* Goal
Reproduce everything from the line containing "[point] at the sponsor" down to the end of the material, substituting "garbage can" for "trash bin" and leaving all else unchanged.

* The records

□ □ □ □

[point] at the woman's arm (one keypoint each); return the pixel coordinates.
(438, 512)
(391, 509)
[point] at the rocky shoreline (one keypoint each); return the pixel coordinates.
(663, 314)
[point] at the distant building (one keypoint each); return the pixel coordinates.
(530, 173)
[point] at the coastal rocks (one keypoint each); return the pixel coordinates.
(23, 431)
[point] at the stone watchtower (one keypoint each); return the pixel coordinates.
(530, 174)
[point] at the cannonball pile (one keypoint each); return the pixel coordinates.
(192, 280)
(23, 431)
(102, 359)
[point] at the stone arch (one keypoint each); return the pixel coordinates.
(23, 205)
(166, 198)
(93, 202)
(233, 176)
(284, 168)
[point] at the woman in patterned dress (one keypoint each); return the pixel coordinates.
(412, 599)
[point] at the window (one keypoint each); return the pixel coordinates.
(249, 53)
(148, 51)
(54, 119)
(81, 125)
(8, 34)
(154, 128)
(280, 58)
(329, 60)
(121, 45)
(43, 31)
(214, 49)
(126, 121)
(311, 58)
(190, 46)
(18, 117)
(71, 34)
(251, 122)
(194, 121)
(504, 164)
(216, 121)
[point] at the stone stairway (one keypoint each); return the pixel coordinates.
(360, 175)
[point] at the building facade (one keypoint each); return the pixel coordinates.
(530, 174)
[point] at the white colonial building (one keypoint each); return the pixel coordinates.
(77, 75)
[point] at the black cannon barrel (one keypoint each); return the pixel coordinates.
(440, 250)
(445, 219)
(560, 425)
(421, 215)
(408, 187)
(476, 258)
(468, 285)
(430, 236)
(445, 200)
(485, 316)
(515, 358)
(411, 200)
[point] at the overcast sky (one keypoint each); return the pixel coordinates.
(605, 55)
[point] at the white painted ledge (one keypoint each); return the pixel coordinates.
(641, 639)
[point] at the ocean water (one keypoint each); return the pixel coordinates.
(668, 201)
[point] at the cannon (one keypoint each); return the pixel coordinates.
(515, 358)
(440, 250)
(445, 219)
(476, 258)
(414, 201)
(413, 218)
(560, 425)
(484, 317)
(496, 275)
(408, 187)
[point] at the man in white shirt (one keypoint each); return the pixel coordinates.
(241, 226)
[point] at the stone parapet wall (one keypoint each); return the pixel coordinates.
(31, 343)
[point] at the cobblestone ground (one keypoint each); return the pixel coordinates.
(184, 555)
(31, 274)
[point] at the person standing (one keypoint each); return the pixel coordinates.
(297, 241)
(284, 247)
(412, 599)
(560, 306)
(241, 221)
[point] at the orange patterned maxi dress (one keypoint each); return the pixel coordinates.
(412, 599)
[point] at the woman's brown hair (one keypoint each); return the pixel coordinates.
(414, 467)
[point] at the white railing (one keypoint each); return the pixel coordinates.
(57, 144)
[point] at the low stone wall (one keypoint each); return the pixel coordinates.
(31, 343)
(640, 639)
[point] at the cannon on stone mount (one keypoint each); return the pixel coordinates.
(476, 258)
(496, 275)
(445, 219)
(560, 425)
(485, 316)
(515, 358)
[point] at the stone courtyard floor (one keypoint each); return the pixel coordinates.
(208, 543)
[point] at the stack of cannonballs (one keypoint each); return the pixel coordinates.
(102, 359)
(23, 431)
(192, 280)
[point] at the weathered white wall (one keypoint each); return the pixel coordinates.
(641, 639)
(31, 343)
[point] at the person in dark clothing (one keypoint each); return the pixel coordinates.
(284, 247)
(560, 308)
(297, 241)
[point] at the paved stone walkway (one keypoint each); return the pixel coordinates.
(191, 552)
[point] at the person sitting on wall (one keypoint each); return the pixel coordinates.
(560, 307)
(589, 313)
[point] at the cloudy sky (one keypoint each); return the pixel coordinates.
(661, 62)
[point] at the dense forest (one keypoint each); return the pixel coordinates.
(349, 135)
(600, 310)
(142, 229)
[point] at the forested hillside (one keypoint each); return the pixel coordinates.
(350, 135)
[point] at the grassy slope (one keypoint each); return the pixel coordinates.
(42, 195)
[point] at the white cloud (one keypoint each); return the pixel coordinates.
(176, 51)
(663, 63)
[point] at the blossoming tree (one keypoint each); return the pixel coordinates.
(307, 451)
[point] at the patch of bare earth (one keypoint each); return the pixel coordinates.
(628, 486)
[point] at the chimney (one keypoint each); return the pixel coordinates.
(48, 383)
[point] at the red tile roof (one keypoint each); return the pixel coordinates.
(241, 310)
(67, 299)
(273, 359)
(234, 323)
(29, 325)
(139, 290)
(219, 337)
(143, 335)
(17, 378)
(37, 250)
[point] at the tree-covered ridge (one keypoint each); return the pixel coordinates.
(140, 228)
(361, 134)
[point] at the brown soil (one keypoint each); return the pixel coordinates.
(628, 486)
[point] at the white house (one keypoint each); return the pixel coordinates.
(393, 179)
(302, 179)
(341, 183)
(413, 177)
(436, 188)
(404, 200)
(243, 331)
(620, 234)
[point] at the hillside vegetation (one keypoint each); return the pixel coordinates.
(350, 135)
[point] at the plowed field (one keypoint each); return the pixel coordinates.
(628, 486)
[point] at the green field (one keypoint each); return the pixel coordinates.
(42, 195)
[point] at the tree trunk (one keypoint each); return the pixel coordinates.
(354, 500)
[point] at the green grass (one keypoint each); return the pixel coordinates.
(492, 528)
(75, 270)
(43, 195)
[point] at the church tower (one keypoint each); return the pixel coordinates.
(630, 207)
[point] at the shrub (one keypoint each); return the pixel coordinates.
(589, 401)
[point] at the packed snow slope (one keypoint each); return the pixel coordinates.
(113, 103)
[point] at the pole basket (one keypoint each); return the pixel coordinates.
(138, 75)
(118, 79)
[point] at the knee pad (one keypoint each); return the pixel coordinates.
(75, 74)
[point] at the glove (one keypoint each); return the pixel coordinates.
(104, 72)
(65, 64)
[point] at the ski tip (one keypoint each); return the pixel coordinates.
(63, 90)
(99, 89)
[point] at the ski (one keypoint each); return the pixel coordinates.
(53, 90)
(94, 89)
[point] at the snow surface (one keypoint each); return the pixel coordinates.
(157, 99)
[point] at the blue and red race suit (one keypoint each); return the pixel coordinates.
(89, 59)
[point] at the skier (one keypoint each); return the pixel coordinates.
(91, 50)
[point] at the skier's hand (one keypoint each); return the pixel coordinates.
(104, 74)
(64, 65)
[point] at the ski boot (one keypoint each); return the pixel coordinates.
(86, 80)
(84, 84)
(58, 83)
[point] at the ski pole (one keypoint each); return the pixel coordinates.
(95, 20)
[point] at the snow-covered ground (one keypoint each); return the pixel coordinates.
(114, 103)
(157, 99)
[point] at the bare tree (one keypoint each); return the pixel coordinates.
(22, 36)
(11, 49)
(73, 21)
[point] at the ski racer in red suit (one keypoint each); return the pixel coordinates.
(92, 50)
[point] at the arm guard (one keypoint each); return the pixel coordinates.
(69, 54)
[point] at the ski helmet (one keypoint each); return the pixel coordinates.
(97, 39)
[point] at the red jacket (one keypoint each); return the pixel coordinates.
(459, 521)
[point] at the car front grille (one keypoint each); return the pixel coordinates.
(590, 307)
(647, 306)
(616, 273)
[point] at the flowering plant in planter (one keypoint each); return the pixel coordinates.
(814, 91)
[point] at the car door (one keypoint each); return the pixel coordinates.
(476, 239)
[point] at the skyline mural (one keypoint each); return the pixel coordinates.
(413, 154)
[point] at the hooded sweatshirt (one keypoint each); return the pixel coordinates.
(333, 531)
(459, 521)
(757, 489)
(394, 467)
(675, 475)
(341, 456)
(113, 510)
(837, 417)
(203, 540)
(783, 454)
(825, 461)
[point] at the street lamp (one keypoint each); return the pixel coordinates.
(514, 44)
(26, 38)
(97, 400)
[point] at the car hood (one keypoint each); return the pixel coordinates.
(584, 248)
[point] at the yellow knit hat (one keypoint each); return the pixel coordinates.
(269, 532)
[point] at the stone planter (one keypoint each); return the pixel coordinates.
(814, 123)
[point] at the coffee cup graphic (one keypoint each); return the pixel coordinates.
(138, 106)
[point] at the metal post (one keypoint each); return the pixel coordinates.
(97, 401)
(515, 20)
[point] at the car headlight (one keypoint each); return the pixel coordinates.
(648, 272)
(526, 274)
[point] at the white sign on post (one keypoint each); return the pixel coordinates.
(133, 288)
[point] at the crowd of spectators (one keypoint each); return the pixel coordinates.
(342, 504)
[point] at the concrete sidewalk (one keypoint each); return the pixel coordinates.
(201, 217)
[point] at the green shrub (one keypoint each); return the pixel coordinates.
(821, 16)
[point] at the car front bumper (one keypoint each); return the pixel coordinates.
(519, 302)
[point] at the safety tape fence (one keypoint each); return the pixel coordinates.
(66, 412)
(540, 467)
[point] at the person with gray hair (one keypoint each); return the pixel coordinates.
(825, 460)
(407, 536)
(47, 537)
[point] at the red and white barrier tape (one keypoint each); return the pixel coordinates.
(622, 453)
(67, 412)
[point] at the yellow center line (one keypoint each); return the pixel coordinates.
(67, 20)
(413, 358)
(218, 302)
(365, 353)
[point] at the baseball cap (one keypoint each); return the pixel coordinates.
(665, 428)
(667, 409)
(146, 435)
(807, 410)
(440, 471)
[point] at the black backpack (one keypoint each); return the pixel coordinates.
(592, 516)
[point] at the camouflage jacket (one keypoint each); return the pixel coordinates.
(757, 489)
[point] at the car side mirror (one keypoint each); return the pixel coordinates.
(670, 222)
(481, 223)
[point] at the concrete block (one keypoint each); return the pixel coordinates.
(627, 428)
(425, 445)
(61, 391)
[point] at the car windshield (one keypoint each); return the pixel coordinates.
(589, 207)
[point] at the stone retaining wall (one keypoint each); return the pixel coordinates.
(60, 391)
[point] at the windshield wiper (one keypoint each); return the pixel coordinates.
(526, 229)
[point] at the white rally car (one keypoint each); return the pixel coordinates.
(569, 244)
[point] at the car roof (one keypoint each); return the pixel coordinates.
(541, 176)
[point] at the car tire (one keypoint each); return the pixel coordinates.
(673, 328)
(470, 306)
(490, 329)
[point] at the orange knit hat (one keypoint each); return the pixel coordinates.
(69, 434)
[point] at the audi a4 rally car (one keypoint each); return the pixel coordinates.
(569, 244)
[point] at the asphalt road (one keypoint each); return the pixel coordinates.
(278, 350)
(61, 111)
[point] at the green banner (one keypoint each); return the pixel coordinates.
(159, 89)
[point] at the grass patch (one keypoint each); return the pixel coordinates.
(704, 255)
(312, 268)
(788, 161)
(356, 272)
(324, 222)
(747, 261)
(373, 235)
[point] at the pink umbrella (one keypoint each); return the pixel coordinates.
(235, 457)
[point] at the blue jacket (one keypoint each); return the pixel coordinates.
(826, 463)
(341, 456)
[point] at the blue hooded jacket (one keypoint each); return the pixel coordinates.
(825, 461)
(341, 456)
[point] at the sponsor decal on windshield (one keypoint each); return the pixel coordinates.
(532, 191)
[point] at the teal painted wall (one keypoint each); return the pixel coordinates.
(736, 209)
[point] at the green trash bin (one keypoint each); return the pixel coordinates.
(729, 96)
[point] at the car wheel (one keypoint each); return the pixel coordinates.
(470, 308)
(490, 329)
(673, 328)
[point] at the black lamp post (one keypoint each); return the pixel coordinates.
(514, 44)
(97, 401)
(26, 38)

□ □ □ □

* Answer to this problem
[point] at the sponsor decal on windshield (one keypoint each); return the pixel coordinates.
(532, 191)
[point] at the teal painted wall (one keypoint each); return the pixel coordinates.
(736, 209)
[point] at the green garbage can (one keypoint each); return the pixel coordinates.
(729, 96)
[point] at the car wheel (one keypoint each); return the pixel coordinates.
(470, 308)
(490, 329)
(673, 328)
[point] at the black lamp post (one keypoint each); return the pixel coordinates.
(514, 44)
(97, 401)
(26, 38)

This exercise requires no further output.